> _Task prompt_: Format the items below as a two-column CSV with the headers input and output, one row per item. Put each item's text in input and its answer in output, each in a single quoted field with line breaks replaced by spaces, and omit the pictures.

> _The data_:
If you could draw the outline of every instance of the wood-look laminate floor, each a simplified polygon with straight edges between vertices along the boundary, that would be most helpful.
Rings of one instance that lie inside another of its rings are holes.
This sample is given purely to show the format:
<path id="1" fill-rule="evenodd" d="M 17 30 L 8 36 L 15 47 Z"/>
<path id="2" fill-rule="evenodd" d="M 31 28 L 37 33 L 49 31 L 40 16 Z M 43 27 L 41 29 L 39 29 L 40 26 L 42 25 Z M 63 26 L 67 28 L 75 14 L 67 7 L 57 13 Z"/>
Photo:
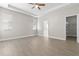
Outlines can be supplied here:
<path id="1" fill-rule="evenodd" d="M 79 56 L 79 44 L 43 37 L 0 41 L 0 56 Z"/>

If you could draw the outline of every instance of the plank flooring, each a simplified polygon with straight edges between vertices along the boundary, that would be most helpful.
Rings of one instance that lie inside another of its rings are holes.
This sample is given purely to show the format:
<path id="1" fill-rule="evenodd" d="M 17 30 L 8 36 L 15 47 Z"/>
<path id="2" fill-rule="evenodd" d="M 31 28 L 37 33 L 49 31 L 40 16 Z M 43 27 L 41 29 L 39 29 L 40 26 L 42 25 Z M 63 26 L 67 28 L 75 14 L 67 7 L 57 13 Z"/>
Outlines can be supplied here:
<path id="1" fill-rule="evenodd" d="M 79 44 L 44 37 L 0 41 L 0 56 L 79 56 Z"/>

> _Result of this exercise_:
input,output
"If you could draw the outline of every instance of the wood-look laminate floor, each a simplified polygon with straight edges between vertices along the boundary, that would be most helpful. Rings of one instance that lie inside another of its rings are holes. This sample is given purely to show the format: <path id=""1"" fill-rule=""evenodd"" d=""M 17 30 L 8 36 L 15 47 Z""/> <path id=""2"" fill-rule=""evenodd"" d=""M 31 28 L 37 33 L 49 31 L 40 16 Z M 43 27 L 41 29 L 39 29 L 40 26 L 42 25 Z M 63 26 L 67 28 L 75 14 L 67 7 L 57 13 Z""/> Photo: Outlines can be supplied here:","<path id=""1"" fill-rule=""evenodd"" d=""M 79 56 L 79 44 L 43 37 L 0 41 L 0 56 Z""/>"
"If you could draw the outline of every instance of the plank flooring, each a simplified polygon with straight edges between vertices along the boundary, that would be most helpful. Rings of one instance that lie inside another of its rings are holes. This sample is given purely to show the format: <path id=""1"" fill-rule=""evenodd"" d=""M 17 30 L 8 36 L 15 47 Z""/> <path id=""2"" fill-rule=""evenodd"" d=""M 31 28 L 37 33 L 49 31 L 40 16 Z M 43 27 L 41 29 L 39 29 L 40 26 L 42 25 Z M 63 26 L 67 28 L 75 14 L 67 7 L 57 13 Z""/> Outlines can be supplied here:","<path id=""1"" fill-rule=""evenodd"" d=""M 79 44 L 44 37 L 0 41 L 0 56 L 79 56 Z""/>"